# Your objective
Write down exactly what lies from the line containing "Please segment every instance of the crumpled" to the end of the records, inclusive, and omit the pictures.

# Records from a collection
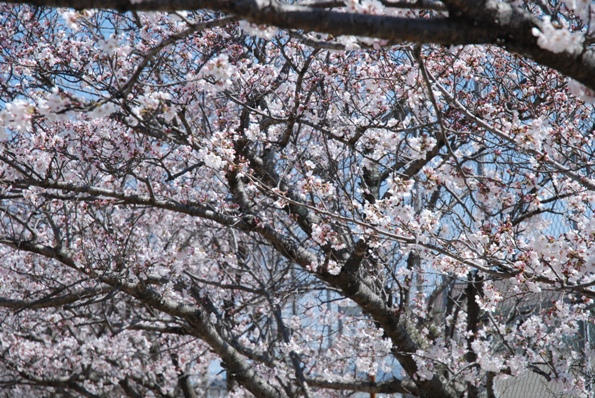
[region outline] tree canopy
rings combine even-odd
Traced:
[[[0,394],[589,396],[594,17],[0,3]]]

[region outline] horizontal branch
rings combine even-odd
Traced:
[[[165,333],[165,334],[177,334],[180,336],[187,336],[190,333],[187,329],[181,326],[155,326],[155,325],[147,325],[147,324],[133,324],[127,326],[126,330],[148,330],[151,332],[158,332],[158,333]]]
[[[82,381],[82,375],[79,373],[74,373],[70,376],[62,376],[62,377],[54,377],[54,378],[46,378],[34,375],[29,372],[20,371],[19,375],[23,377],[23,379],[27,380],[27,382],[22,382],[20,384],[32,384],[36,386],[48,386],[48,387],[55,387],[58,389],[69,389],[79,393],[83,397],[87,398],[99,398],[99,395],[91,393],[89,390],[84,388],[80,383],[77,381]],[[19,384],[18,382],[15,382]]]
[[[277,0],[13,0],[10,3],[118,11],[179,11],[210,9],[256,24],[300,29],[334,36],[364,36],[391,43],[434,43],[445,46],[495,44],[527,56],[595,90],[595,51],[554,53],[540,48],[533,28],[541,21],[501,1],[450,0],[456,18],[403,18],[332,11]],[[413,5],[412,5],[413,7]],[[459,15],[460,14],[460,15]],[[540,29],[541,30],[541,29]]]
[[[3,159],[1,159],[3,160]],[[171,199],[158,199],[150,195],[126,194],[106,188],[98,188],[91,185],[79,185],[74,183],[54,182],[47,180],[18,179],[1,180],[0,182],[16,188],[39,187],[54,189],[63,192],[88,194],[99,198],[111,198],[125,204],[151,206],[159,209],[171,210],[177,213],[187,214],[215,221],[221,225],[236,226],[239,229],[250,229],[250,226],[239,217],[222,214],[209,206],[199,203],[181,203]]]
[[[440,85],[438,85],[438,87],[442,90],[444,89]],[[461,107],[462,107],[462,105],[461,105]],[[464,107],[462,109],[464,109]],[[481,121],[481,120],[478,120],[478,122],[479,121]],[[485,123],[485,122],[483,122],[483,123]],[[484,127],[491,127],[491,126],[486,124],[486,126],[484,126]],[[501,134],[504,134],[504,133],[501,133]],[[507,136],[504,134],[503,137],[507,137]],[[557,165],[557,164],[555,164],[555,165]],[[567,171],[564,170],[563,167],[561,167],[559,169],[559,171],[564,174],[567,174]],[[571,176],[571,178],[572,178],[572,176]],[[579,177],[576,177],[576,180],[578,182],[582,182],[586,188],[590,188],[590,189],[592,188],[592,186],[589,185],[589,184],[592,184],[592,182],[590,182],[590,180],[588,180],[586,178],[579,178]],[[252,181],[256,184],[259,183],[259,181],[255,180],[255,179],[253,179]],[[105,188],[92,187],[89,185],[77,185],[77,184],[71,184],[71,183],[60,183],[60,182],[51,182],[51,181],[35,181],[35,180],[5,180],[5,181],[1,181],[1,182],[6,183],[7,185],[10,185],[13,187],[37,186],[40,188],[56,189],[56,190],[61,190],[61,191],[65,191],[65,192],[91,194],[91,195],[96,195],[98,197],[113,198],[113,199],[121,200],[122,203],[125,203],[125,204],[151,206],[151,207],[155,207],[155,208],[159,208],[159,209],[164,209],[164,210],[169,210],[169,211],[173,211],[173,212],[177,212],[177,213],[187,214],[187,215],[194,216],[194,217],[199,217],[199,218],[206,219],[206,220],[211,220],[211,221],[214,221],[214,222],[224,225],[224,226],[230,226],[230,227],[233,227],[233,228],[236,228],[239,230],[252,231],[252,232],[256,232],[256,233],[260,234],[267,241],[269,241],[271,244],[273,244],[273,246],[277,250],[279,250],[279,252],[281,254],[283,254],[288,259],[292,260],[296,264],[299,264],[300,266],[302,266],[306,269],[308,269],[312,264],[316,264],[316,262],[317,262],[316,261],[317,259],[313,253],[304,249],[303,247],[301,247],[300,245],[295,243],[292,239],[288,238],[287,236],[284,236],[283,234],[275,231],[273,228],[263,225],[262,223],[256,222],[256,220],[254,219],[253,216],[245,216],[245,215],[244,216],[231,216],[231,215],[222,214],[220,212],[216,212],[213,209],[211,209],[210,207],[207,207],[207,206],[204,206],[204,205],[201,205],[198,203],[183,204],[180,202],[173,201],[171,199],[156,199],[155,197],[151,197],[148,195],[125,194],[122,192],[112,191],[112,190],[105,189]],[[587,185],[585,185],[585,184],[587,184]],[[284,195],[281,195],[278,192],[271,191],[271,193],[279,196],[279,198],[282,198],[284,201],[287,201],[287,202],[292,201],[290,198],[288,198]],[[432,251],[435,251],[436,253],[451,257],[451,258],[461,262],[462,264],[479,269],[482,272],[491,274],[497,278],[511,277],[511,276],[514,276],[518,272],[518,271],[509,270],[507,273],[503,274],[501,272],[491,270],[487,267],[483,267],[480,264],[478,264],[477,262],[474,262],[471,260],[466,260],[459,256],[456,256],[453,253],[449,252],[448,250],[445,250],[435,244],[416,242],[416,239],[414,237],[405,237],[405,236],[395,235],[395,234],[392,234],[388,231],[382,230],[381,228],[378,228],[377,226],[374,226],[369,223],[365,223],[365,222],[362,222],[362,221],[359,221],[356,219],[352,219],[352,218],[346,218],[346,217],[343,217],[338,214],[329,213],[322,209],[318,209],[313,206],[308,206],[303,203],[299,203],[299,202],[295,202],[295,203],[296,203],[296,205],[304,206],[304,207],[306,207],[312,211],[315,211],[316,213],[323,215],[323,216],[327,216],[327,217],[330,217],[333,219],[337,219],[337,220],[341,220],[341,221],[345,221],[345,222],[349,222],[349,223],[356,223],[356,224],[361,225],[362,227],[365,227],[367,229],[374,230],[376,233],[378,233],[380,235],[394,239],[395,241],[405,243],[405,244],[416,244],[416,245],[424,246]],[[2,242],[2,243],[11,244],[10,242]],[[16,248],[16,246],[14,246],[14,247]],[[500,265],[503,269],[506,268],[505,265],[500,262],[495,262],[494,264]],[[525,270],[525,274],[530,276],[531,278],[534,278],[535,280],[537,280],[539,282],[542,282],[542,283],[545,283],[548,285],[552,285],[552,286],[556,286],[560,290],[575,291],[580,294],[584,294],[587,297],[595,298],[595,291],[593,289],[591,289],[593,286],[593,283],[595,283],[593,281],[589,281],[586,284],[577,284],[577,283],[571,283],[571,282],[562,281],[562,280],[552,280],[552,279],[548,279],[548,278],[545,278],[540,275],[532,275],[532,274],[528,273],[526,270]]]
[[[418,389],[412,381],[390,380],[383,382],[373,381],[328,381],[323,379],[307,379],[308,385],[316,388],[330,390],[349,390],[368,392],[371,394],[413,394],[418,395]]]
[[[0,307],[3,308],[10,308],[14,310],[24,310],[24,309],[40,309],[40,308],[51,308],[51,307],[61,307],[63,305],[68,305],[75,303],[79,300],[85,300],[90,297],[94,297],[100,294],[107,294],[113,291],[114,288],[111,286],[103,286],[103,287],[96,287],[96,288],[86,288],[75,290],[74,292],[64,294],[62,296],[57,297],[43,297],[38,300],[18,300],[18,299],[11,299],[7,297],[0,297]]]
[[[10,3],[75,9],[118,11],[180,11],[210,9],[240,16],[247,21],[283,29],[301,29],[334,36],[365,36],[394,42],[481,44],[495,42],[497,35],[484,27],[447,18],[414,19],[353,14],[317,7],[283,4],[276,0],[16,0]]]

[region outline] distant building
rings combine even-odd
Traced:
[[[499,303],[494,316],[509,319],[510,323],[520,321],[537,310],[550,308],[554,302],[564,300],[564,292],[540,291],[523,292],[515,294],[511,283],[507,279],[492,281],[493,287],[501,294],[508,293]],[[435,301],[436,313],[446,315],[449,300],[456,300],[465,294],[467,282],[455,282],[450,289],[441,293]],[[463,300],[464,303],[464,300]],[[442,307],[440,306],[442,305]],[[464,305],[464,304],[463,304]],[[595,327],[592,324],[581,323],[579,334],[576,336],[575,347],[583,351],[588,358],[588,353],[595,349]],[[595,358],[588,365],[595,373]],[[594,381],[595,382],[595,381]],[[497,378],[494,381],[494,393],[497,398],[574,398],[576,395],[564,393],[564,389],[554,382],[548,381],[544,376],[527,372],[520,376]],[[487,396],[484,392],[483,397]],[[595,395],[593,395],[595,397]]]
[[[497,380],[494,392],[498,398],[573,398],[565,394],[563,389],[548,382],[537,373],[528,372],[521,376]]]

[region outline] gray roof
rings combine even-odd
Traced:
[[[494,382],[498,398],[572,398],[576,395],[564,393],[561,386],[548,382],[537,373],[528,372],[521,376],[508,377]]]

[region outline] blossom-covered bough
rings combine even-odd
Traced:
[[[589,396],[594,17],[0,4],[2,394]]]

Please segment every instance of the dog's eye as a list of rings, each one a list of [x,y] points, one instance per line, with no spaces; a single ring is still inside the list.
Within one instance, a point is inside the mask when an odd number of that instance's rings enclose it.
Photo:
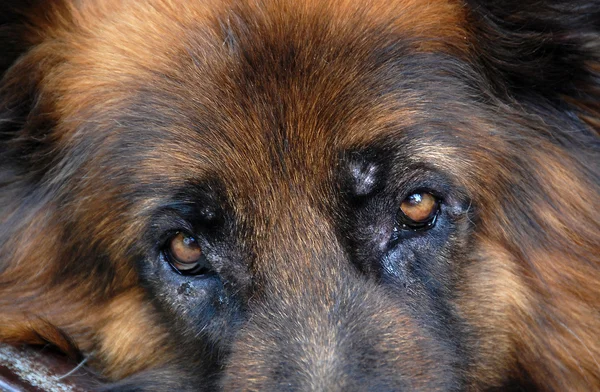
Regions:
[[[177,233],[170,239],[166,253],[171,265],[181,273],[197,275],[206,269],[202,249],[191,235]]]
[[[402,201],[398,223],[405,230],[427,230],[435,225],[440,201],[429,192],[415,192]]]

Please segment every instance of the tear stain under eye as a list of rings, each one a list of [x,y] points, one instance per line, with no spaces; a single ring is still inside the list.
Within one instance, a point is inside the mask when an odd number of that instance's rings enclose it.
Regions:
[[[415,262],[415,259],[416,255],[412,250],[396,249],[383,258],[382,266],[388,277],[402,282],[404,287],[407,287],[411,282],[406,271]]]
[[[208,294],[204,289],[198,290],[198,288],[194,287],[194,285],[190,282],[184,282],[177,287],[177,295],[181,297],[193,298],[198,295]],[[226,306],[229,303],[229,298],[224,293],[219,293],[216,296],[212,297],[213,305],[218,306]]]

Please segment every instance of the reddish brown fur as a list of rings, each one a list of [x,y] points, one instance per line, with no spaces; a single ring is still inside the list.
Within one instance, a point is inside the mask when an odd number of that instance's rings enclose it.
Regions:
[[[385,353],[382,372],[387,377],[387,369],[398,369],[412,390],[485,390],[512,378],[539,390],[600,388],[599,154],[587,142],[598,132],[598,95],[548,97],[571,102],[587,124],[577,123],[586,134],[577,155],[578,141],[548,136],[575,124],[559,109],[556,123],[546,122],[525,98],[506,98],[489,87],[481,95],[495,105],[497,117],[490,117],[492,110],[481,102],[448,102],[445,94],[458,83],[441,85],[445,74],[394,90],[389,74],[371,66],[375,51],[388,53],[402,37],[411,55],[422,56],[415,58],[445,56],[440,58],[452,58],[452,64],[476,63],[476,72],[489,67],[482,79],[494,75],[497,70],[481,60],[485,49],[469,12],[462,2],[446,0],[61,1],[27,12],[22,37],[29,50],[4,75],[2,102],[24,99],[21,86],[33,80],[36,117],[27,121],[53,126],[43,136],[23,127],[19,137],[2,139],[9,147],[0,153],[8,156],[22,140],[43,140],[45,149],[31,152],[31,160],[40,183],[52,191],[22,203],[35,180],[18,168],[0,188],[6,204],[0,210],[0,340],[79,350],[111,380],[168,368],[185,356],[177,347],[179,332],[170,330],[175,322],[156,310],[130,262],[131,249],[151,225],[151,212],[170,200],[168,192],[210,176],[222,183],[240,232],[251,232],[240,248],[253,255],[231,267],[246,277],[239,291],[256,316],[236,335],[223,365],[225,389],[271,385],[265,353],[279,347],[276,339],[287,326],[266,320],[282,314],[301,320],[290,339],[307,342],[307,367],[332,369],[307,371],[307,385],[347,388],[352,379],[336,373],[339,354],[331,351],[332,342],[344,337],[322,323],[336,301],[355,296],[363,302],[344,317],[373,321],[369,333],[379,339],[374,350]],[[288,43],[298,46],[293,54]],[[276,56],[288,55],[296,56],[297,68],[277,69]],[[588,61],[587,72],[597,72],[596,60]],[[249,71],[245,62],[272,69]],[[258,75],[253,82],[248,72]],[[474,94],[469,88],[477,89],[479,79],[469,82],[457,94]],[[148,113],[132,108],[146,98],[148,112],[159,107],[160,118],[134,134],[120,121],[146,120]],[[447,134],[433,130],[444,121],[453,127]],[[406,131],[423,123],[430,128]],[[212,125],[210,131],[197,129]],[[286,131],[282,136],[277,129]],[[159,137],[157,130],[169,136]],[[275,159],[278,137],[288,149]],[[139,149],[124,142],[138,138]],[[457,218],[466,227],[476,217],[468,238],[455,235],[465,250],[460,260],[452,259],[448,277],[459,277],[451,286],[451,310],[465,320],[460,344],[471,355],[460,371],[437,363],[436,353],[447,354],[445,342],[431,343],[412,313],[390,308],[393,296],[345,259],[337,215],[329,214],[337,208],[339,152],[388,139],[402,141],[406,168],[444,171],[473,204],[475,215]],[[114,164],[120,149],[131,160]],[[153,184],[159,185],[143,202],[123,197]],[[72,233],[82,233],[88,243]],[[94,264],[95,257],[109,260],[110,271]],[[62,278],[85,263],[90,273],[84,281],[82,275]],[[307,301],[314,301],[308,317],[293,314]],[[348,339],[359,335],[349,333]],[[450,373],[462,381],[444,384]],[[319,384],[328,374],[338,379]]]

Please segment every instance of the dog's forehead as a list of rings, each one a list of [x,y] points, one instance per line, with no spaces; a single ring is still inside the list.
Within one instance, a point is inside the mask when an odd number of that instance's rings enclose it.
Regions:
[[[38,32],[46,38],[40,55],[62,57],[45,84],[63,116],[119,107],[152,87],[164,93],[154,101],[179,97],[223,116],[237,114],[213,102],[228,91],[246,94],[250,109],[278,103],[277,87],[290,99],[310,97],[288,103],[313,105],[350,93],[346,85],[402,51],[468,46],[462,8],[452,0],[149,3],[76,3]]]
[[[51,41],[70,42],[47,82],[62,129],[99,124],[95,138],[137,146],[138,175],[179,183],[316,184],[340,152],[418,121],[429,70],[404,60],[466,51],[453,1],[98,3],[51,32],[85,32]]]

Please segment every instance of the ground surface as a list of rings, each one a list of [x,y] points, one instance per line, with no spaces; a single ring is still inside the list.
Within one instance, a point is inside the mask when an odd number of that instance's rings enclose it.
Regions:
[[[51,350],[0,343],[2,392],[84,392],[90,381],[76,362]]]

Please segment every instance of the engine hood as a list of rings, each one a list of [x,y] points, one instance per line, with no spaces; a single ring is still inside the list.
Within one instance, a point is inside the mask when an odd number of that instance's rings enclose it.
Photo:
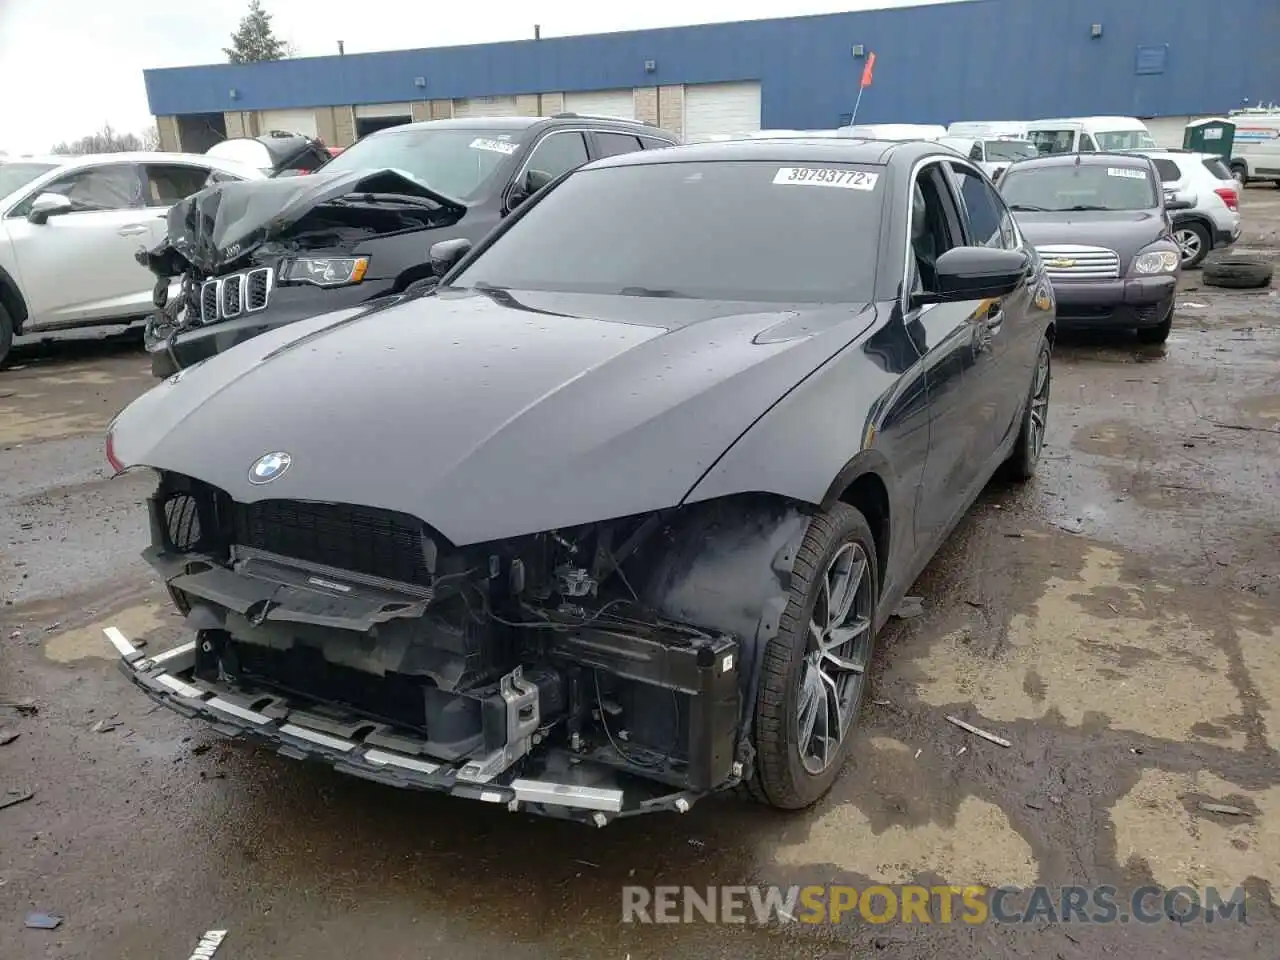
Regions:
[[[1107,247],[1122,260],[1160,239],[1168,228],[1164,217],[1150,210],[1018,211],[1014,216],[1034,246],[1069,243]]]
[[[167,243],[205,273],[217,273],[286,233],[321,204],[350,194],[393,194],[466,208],[394,170],[352,170],[244,180],[206,187],[169,210]]]
[[[311,318],[182,371],[113,456],[241,502],[353,503],[456,545],[679,504],[873,307],[463,291]],[[250,483],[266,454],[287,471]]]

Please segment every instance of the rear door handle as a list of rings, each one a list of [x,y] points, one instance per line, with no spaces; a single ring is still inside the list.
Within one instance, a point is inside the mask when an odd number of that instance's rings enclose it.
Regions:
[[[121,227],[116,232],[122,237],[136,237],[139,234],[150,233],[151,228],[142,223],[131,223],[127,227]]]

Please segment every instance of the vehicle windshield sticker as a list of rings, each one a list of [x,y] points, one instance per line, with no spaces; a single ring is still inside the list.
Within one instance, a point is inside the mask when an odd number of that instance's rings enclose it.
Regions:
[[[507,156],[516,152],[517,145],[504,140],[491,140],[488,137],[476,137],[471,141],[472,150],[488,150],[490,153],[505,153]]]
[[[1108,177],[1123,177],[1126,180],[1145,180],[1147,171],[1134,170],[1132,167],[1107,167]]]
[[[842,190],[874,190],[878,173],[835,167],[779,167],[774,183],[803,187],[840,187]]]

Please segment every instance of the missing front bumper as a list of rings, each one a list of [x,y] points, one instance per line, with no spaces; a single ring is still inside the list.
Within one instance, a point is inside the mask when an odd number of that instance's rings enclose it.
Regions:
[[[322,715],[293,706],[277,693],[250,695],[194,679],[195,640],[148,657],[117,628],[104,632],[120,655],[125,676],[162,706],[204,720],[225,736],[269,746],[294,759],[327,763],[366,780],[598,827],[619,817],[660,810],[684,813],[700,796],[692,791],[655,792],[661,788],[654,784],[624,788],[616,771],[589,761],[562,763],[553,774],[508,773],[483,783],[468,782],[459,776],[465,763],[423,756],[415,737],[386,724],[337,713]]]

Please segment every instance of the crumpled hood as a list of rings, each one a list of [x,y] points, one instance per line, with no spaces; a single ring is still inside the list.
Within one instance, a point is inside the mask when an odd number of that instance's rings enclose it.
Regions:
[[[874,308],[446,293],[300,321],[183,371],[114,455],[241,502],[355,503],[457,545],[679,504]],[[249,482],[283,451],[279,479]]]
[[[217,273],[280,236],[322,203],[358,193],[420,197],[459,213],[466,210],[394,170],[320,170],[302,177],[206,187],[170,208],[167,242],[198,269]]]
[[[1014,217],[1033,246],[1080,244],[1107,247],[1127,261],[1155,243],[1167,225],[1150,210],[1081,210],[1071,213],[1016,211]]]

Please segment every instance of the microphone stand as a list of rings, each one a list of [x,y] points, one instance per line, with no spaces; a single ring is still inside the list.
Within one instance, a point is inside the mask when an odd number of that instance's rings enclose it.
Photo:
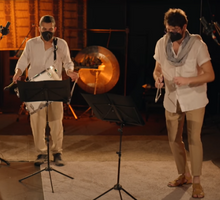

# Task answer
Please segment every instance of the crumpled hood as a list of rings, each one a list of [x,y] points, one instance per line, with no spaces; a single ring is still inside the list.
Within one instance, a point is inside the mask when an odd number of that instance's rings enclose it.
Regions:
[[[874,308],[446,293],[300,321],[183,371],[114,455],[241,502],[355,503],[457,545],[679,504]],[[249,482],[283,451],[279,479]]]
[[[217,273],[280,236],[322,203],[358,193],[420,197],[459,213],[466,210],[394,170],[320,170],[302,177],[206,187],[170,208],[167,242],[198,269]]]
[[[1014,217],[1033,246],[1080,244],[1107,247],[1127,261],[1155,243],[1167,225],[1150,210],[1081,210],[1071,213],[1016,211]]]

Please segment every instance of the microphone stand as a list of rings, each one a list of [x,y] points, one instance per line, with no spaces; a single ring is still inside the list.
Within one instance, a point is inside the mask when an odd number of that instance's rings enclose it.
Photo:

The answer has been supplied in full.